• **Exercise goal**
Starting with the line that contains "Exercise. Locate the bush", write out each line through the end of the listing, unchanged. Output nothing else.

___ The records

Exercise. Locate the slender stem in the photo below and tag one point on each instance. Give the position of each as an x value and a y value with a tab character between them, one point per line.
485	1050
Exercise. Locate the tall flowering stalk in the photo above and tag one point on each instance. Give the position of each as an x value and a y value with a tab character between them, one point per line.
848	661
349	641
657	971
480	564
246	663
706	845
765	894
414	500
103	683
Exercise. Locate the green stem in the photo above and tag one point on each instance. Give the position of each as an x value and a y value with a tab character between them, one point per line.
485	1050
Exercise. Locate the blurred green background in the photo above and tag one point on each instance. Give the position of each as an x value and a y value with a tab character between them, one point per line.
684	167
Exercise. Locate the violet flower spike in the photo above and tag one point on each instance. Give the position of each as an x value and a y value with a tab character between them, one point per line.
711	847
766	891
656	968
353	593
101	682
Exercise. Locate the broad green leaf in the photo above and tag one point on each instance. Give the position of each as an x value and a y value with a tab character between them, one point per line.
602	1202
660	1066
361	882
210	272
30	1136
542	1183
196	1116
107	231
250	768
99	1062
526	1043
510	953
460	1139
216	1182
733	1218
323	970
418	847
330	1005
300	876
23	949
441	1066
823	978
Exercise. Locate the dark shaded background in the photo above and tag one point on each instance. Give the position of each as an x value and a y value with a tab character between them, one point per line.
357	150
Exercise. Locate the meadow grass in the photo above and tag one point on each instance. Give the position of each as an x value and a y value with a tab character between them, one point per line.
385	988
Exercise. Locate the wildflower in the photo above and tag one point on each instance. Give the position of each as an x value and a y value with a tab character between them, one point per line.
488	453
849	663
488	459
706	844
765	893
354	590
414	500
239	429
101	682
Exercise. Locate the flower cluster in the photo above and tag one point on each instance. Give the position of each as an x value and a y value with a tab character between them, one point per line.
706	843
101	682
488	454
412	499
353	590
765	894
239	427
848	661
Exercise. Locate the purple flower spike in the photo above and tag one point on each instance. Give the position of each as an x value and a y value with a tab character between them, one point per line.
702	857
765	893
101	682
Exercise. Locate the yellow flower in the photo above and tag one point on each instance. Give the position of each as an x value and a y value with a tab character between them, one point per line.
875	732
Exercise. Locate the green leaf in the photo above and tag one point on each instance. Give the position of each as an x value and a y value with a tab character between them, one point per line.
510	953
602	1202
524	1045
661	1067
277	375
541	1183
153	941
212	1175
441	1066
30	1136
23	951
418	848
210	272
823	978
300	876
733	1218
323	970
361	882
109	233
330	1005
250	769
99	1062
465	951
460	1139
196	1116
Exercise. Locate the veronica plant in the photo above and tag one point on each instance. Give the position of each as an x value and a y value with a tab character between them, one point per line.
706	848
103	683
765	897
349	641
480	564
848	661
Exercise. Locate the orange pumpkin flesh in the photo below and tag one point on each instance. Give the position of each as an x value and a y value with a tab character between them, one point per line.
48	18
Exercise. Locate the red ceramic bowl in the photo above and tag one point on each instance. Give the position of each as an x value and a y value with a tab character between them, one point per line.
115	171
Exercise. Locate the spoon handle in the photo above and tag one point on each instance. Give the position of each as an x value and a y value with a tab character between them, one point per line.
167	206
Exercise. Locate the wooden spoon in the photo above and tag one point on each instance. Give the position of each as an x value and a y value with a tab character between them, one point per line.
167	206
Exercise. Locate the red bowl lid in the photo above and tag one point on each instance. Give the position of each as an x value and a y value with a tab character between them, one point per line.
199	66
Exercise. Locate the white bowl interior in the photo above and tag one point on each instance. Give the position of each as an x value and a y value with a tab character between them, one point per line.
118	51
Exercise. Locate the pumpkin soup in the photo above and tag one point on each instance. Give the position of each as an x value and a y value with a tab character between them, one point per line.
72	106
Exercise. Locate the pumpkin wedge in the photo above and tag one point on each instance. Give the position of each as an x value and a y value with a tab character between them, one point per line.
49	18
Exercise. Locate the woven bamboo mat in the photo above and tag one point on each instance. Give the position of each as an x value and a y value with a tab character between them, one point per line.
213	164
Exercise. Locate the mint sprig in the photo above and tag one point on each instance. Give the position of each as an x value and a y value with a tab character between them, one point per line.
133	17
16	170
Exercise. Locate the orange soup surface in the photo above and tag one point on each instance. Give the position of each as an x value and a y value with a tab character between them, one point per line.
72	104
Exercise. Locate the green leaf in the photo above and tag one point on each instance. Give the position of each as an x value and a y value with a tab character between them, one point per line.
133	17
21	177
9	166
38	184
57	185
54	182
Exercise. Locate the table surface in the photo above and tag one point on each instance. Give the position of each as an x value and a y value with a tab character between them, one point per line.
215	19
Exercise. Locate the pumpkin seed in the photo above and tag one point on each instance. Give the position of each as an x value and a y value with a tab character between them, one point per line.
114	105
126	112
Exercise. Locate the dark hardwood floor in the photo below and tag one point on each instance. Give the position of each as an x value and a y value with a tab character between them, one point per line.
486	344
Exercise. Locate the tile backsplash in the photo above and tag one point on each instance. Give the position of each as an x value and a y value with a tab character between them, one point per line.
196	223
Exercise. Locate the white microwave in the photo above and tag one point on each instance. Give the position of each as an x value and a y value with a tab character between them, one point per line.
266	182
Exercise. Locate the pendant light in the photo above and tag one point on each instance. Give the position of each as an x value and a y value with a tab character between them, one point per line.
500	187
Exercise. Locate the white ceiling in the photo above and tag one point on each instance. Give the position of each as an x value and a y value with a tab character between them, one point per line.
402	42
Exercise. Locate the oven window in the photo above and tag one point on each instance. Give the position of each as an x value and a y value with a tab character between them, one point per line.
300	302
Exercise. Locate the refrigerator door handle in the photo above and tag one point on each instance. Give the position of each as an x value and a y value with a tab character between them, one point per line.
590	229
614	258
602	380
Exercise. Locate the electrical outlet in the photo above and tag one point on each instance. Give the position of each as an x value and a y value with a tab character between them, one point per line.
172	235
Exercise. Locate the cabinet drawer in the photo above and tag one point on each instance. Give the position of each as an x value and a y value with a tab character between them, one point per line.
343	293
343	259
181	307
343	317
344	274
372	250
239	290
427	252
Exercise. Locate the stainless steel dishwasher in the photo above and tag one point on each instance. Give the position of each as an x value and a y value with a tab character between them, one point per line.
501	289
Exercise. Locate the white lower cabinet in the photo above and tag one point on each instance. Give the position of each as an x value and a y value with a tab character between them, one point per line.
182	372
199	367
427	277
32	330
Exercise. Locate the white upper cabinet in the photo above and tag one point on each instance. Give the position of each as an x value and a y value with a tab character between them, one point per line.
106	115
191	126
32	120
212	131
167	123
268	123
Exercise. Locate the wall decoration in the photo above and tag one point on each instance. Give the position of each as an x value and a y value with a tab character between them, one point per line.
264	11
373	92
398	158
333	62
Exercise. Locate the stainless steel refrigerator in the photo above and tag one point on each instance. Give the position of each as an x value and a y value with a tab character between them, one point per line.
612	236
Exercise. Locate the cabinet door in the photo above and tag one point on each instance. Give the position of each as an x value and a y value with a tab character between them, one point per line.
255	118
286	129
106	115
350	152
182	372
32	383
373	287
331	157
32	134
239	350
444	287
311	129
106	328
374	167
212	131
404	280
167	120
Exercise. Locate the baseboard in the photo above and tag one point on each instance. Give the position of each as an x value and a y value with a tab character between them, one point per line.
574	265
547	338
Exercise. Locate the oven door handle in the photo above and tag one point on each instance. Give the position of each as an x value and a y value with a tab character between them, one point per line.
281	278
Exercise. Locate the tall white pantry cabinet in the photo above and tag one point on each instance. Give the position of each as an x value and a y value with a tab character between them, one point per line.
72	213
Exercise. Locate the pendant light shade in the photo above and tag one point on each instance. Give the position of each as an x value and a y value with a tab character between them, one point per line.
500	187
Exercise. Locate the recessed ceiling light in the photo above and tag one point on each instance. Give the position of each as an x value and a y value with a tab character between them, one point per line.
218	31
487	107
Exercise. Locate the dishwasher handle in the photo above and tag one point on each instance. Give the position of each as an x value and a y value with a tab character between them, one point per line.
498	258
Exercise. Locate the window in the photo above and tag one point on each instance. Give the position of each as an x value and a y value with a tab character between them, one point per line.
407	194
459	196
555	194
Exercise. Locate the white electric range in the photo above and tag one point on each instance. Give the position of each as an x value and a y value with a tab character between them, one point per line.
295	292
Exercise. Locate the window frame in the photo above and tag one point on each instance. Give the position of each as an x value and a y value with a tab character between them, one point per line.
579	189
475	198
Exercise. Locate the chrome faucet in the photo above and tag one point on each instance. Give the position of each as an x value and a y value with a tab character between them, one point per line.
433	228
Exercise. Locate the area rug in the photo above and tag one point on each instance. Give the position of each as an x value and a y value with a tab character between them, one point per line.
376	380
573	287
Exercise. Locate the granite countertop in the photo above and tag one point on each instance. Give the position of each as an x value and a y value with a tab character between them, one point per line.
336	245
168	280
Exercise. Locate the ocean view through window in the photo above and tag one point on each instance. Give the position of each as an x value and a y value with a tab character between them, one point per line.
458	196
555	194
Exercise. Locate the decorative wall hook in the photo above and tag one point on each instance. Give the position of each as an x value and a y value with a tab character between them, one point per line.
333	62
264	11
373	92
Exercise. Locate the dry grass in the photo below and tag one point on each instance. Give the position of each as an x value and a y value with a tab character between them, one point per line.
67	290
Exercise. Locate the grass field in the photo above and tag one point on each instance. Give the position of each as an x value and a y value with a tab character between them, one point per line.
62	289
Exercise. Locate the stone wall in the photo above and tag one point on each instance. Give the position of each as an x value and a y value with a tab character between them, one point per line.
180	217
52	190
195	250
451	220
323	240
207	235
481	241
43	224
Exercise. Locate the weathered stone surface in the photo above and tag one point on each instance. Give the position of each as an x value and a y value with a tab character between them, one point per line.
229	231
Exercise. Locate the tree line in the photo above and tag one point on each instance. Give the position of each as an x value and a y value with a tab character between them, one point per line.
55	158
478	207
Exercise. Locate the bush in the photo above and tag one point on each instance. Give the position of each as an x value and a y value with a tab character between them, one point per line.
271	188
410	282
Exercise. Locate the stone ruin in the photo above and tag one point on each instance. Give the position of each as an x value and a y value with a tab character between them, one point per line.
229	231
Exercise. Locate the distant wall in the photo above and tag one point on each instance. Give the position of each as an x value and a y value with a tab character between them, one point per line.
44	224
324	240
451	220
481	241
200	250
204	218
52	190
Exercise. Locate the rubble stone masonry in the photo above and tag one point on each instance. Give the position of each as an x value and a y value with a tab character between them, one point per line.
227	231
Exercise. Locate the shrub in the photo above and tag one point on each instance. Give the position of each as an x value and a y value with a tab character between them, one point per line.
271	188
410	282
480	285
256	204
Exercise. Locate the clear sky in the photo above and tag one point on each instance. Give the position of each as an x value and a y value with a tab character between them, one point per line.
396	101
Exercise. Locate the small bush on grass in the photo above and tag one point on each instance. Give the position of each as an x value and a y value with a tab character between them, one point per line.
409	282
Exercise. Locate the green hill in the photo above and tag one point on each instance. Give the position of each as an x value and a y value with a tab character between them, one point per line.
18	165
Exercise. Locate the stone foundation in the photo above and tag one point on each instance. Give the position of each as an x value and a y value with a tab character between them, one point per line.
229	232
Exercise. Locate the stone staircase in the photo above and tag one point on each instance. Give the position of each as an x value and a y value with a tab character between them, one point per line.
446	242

______

• **Response to this task**
Exercise. Locate the bush in the photo above and tag one point on each instance. Give the position of each as an x value and a y value with a tab character between them, one point per line.
271	188
410	282
Exercise. Locate the stone ruin in the photo above and tag one point on each instance. Give the position of each as an x value and a y value with a tab character between them, one point per line.
229	231
Exercise. Locate the distant wall in the photo above and tag one point on each instance. Give the position of each as an x value and a y value with a tab character between them, one point per line.
44	224
324	240
451	220
481	241
200	250
204	218
52	190
Exercise. Locate the rubble stone masonry in the photo above and tag one point on each instance. Give the position of each as an x value and a y value with a tab character between them, one point per line.
227	231
Exercise. Locate the shrub in the photo above and tag one point on each instance. Give the position of each as an x value and a y value with a tab character between them, one point per line.
271	188
410	282
480	285
256	204
Exercise. Locate the clear sky in the photo above and tag one point on each instance. Give the position of each as an x value and a y value with a tab character between them, one point per line.
396	101
Exercise. Locate the small bush on grass in the photo above and tag one point on each instance. Give the position of each as an x value and a y value with a tab character between them, one point per line.
409	282
Exercise. Locate the green hill in the photo above and tag one point on each instance. Give the position of each as an x value and a y value with a tab character between them, one point per line.
18	165
Exercise. Locate the stone foundation in the photo above and tag one point on each instance. Give the position of each as an x value and a y value with a tab character between them, one point per line.
229	232
Exercise. Locate the stone staircase in the photo above and tag one point on each instance. Give the position of each as an x value and a y value with a tab character between them, one point per line.
446	242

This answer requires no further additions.